El apremio tiene que ver con que los nuevos esposos han convenido en seguir sus estudios en la universidad de Lomonosov de Moscú, tal vez más exclusiva que la Lumumba, a la que también irían imantados los que tienen simpatía por el diablo. Estudiar en aquellas tierras remotas de fríos insoportables era la meca de los izquierdistas de aquellos tiempos cuando el comunismo acaso tenía mejor reputación; ella nunca lo fue, ni siquiera como fiebre temporal incurrió en el desliz ideológico de abrevar en la doctrina roja. “La verdad es que no soy antipartido, los partidos son fundamentales en la democracia ¡más bien que haya varios!”, dice la afanada activista ciudadana de la  Alianza Nacional Constituyente Originaria (ANCO), “también creo que todos de alguna manera tenemos posiciones en el catálogo del pensamiento, yo me ubico en la socialdemocracia, pero la política no me interesó nunca como oficio o devoción, mucho menos esta…”, declara quien organizara a brazo partido la consulta de las tres preguntas —¿no quieren que se Maduro decline, no quieren colaboración internacional en la orfandad, reconocen la asamblea…?— que se desarrolló entre el 6 y el 12 de diciembre de 2020 y que contestaron 7 millones de venezolanos. 

Blanca Rosa Mármol de León asumirá el matrimonio como asume todo, en realidad: con sentido del deber, de tal manera que deja el país y la carrera que es su vocación inapelable por el viaje convertido en proyecto de pareja; ya regresará y culminará con honores sus estudios de Derecho en la Central, con todo y las dificultades de amamantar en plenos exámenes; y ya decidirá, muchos años después, que no estaría mal una bendición eclesiástica. Lo hace cuando arriba al aniversario 25 de casada, es decir cuando le viene en gana. Por cierto, el viaje a Rusia no resultará como lo imaginaron.

^^^^^^^^

**Tu objetivo**.
Responde, por favor, estas preguntas sobre el fragmento:
(a) ¿En qué universidad de Moscú convinieron seguir sus estudios los nuevos esposos?
(b) ¿Entre qué fechas se desarrolló la consulta de las tres preguntas y cuántos venezolanos la contestaron?
(c) ¿En qué aniversario de casada decide Blanca Rosa Mármol de León recibir una bendición eclesiástica?

**Líneas extraídas**.
^^^^^^^^

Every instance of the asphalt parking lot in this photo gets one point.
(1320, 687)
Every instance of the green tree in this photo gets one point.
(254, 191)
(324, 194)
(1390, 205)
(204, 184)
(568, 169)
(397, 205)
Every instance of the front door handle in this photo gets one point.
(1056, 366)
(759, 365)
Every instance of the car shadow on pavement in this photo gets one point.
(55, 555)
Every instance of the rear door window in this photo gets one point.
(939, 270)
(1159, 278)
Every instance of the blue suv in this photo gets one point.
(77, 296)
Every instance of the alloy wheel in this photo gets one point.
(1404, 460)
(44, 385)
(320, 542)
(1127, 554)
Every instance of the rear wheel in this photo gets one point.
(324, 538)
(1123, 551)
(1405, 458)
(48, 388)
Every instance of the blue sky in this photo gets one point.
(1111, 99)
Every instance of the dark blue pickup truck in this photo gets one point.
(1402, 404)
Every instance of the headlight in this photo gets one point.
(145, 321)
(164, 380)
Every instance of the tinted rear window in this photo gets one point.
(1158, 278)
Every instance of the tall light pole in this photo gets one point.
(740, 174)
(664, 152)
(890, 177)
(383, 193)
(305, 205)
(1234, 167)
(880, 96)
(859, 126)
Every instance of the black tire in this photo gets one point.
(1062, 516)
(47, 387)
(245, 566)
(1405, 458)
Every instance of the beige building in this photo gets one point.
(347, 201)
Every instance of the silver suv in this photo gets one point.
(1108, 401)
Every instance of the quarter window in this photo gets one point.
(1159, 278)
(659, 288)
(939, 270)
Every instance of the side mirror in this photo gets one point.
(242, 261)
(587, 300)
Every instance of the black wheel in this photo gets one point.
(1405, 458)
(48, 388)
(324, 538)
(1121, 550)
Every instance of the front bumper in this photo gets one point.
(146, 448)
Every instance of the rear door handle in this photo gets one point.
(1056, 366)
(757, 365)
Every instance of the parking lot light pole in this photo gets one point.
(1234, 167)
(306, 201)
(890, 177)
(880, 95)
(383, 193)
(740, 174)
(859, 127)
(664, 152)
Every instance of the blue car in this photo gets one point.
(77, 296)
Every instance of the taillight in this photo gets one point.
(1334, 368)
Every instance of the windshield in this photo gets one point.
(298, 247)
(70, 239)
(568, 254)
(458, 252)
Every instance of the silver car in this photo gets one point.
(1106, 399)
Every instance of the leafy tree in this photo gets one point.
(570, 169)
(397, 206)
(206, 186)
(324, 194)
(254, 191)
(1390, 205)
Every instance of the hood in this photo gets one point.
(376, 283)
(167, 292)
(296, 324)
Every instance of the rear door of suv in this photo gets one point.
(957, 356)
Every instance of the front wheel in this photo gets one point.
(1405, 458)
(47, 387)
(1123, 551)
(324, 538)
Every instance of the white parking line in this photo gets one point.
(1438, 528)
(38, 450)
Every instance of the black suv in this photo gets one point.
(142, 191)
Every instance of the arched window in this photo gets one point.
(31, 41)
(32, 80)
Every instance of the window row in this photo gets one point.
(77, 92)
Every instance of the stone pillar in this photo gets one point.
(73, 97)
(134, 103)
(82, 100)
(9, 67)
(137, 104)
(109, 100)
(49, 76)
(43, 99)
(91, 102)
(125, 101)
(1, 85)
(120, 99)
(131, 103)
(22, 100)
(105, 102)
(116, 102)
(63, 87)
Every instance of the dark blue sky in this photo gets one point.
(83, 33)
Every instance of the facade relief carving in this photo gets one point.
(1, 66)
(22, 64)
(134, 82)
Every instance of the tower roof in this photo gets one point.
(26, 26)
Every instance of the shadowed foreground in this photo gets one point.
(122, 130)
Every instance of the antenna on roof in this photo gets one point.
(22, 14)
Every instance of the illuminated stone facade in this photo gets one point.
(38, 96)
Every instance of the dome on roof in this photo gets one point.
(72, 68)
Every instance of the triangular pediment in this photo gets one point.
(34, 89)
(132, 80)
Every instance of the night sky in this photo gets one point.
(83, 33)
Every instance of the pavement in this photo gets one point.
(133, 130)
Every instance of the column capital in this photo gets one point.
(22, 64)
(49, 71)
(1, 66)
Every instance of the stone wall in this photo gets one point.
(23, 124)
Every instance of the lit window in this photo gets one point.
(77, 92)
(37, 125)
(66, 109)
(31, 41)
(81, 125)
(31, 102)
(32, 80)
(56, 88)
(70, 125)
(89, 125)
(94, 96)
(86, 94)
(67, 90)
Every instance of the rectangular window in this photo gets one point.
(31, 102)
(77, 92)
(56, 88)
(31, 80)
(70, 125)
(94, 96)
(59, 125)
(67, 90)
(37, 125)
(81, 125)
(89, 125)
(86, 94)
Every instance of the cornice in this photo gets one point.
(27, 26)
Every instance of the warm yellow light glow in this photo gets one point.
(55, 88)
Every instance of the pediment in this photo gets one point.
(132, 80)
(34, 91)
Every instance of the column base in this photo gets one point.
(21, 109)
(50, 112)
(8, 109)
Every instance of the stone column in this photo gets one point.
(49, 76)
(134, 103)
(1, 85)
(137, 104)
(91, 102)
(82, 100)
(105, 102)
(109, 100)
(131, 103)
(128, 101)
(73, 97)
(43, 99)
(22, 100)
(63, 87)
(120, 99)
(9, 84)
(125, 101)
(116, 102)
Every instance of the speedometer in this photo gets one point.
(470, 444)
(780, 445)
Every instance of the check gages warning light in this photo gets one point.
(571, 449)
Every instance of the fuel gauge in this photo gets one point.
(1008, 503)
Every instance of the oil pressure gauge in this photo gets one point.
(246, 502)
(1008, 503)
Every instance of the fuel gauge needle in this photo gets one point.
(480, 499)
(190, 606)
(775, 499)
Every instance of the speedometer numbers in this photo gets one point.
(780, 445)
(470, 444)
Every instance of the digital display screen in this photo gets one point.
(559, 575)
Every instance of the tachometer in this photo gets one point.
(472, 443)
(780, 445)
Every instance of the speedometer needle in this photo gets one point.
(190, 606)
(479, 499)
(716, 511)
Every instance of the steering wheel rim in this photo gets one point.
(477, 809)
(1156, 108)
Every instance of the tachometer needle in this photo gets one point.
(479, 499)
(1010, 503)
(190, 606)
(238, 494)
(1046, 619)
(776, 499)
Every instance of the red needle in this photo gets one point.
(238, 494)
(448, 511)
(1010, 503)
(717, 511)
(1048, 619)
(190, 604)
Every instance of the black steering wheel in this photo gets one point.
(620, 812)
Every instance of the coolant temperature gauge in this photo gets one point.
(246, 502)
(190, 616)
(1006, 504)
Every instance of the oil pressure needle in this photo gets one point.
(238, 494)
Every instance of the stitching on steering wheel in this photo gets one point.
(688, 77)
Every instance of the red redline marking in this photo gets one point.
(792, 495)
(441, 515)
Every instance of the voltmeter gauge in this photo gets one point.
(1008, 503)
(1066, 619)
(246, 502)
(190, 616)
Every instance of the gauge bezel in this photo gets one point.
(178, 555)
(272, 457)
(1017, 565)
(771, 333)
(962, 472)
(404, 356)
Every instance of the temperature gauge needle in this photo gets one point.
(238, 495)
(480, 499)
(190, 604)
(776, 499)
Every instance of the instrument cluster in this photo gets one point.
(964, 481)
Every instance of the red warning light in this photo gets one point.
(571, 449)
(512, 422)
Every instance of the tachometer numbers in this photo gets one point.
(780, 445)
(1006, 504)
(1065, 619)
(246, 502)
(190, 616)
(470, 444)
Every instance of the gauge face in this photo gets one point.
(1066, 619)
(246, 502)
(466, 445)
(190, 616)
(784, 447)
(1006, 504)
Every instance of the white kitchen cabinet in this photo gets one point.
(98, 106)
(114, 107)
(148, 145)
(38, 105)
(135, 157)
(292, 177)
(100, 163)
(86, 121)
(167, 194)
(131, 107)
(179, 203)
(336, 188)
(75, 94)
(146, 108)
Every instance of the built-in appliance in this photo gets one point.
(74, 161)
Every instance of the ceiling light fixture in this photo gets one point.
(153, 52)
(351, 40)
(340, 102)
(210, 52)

^^^^^^^^

**Respuesta escrita**.
(a) En la universidad de Lomonosov.
(b) Entre el 6 y el 12 de diciembre de 2020, y la contestaron 7 millones de venezolanos.
(c) En su aniversario 25 de casada.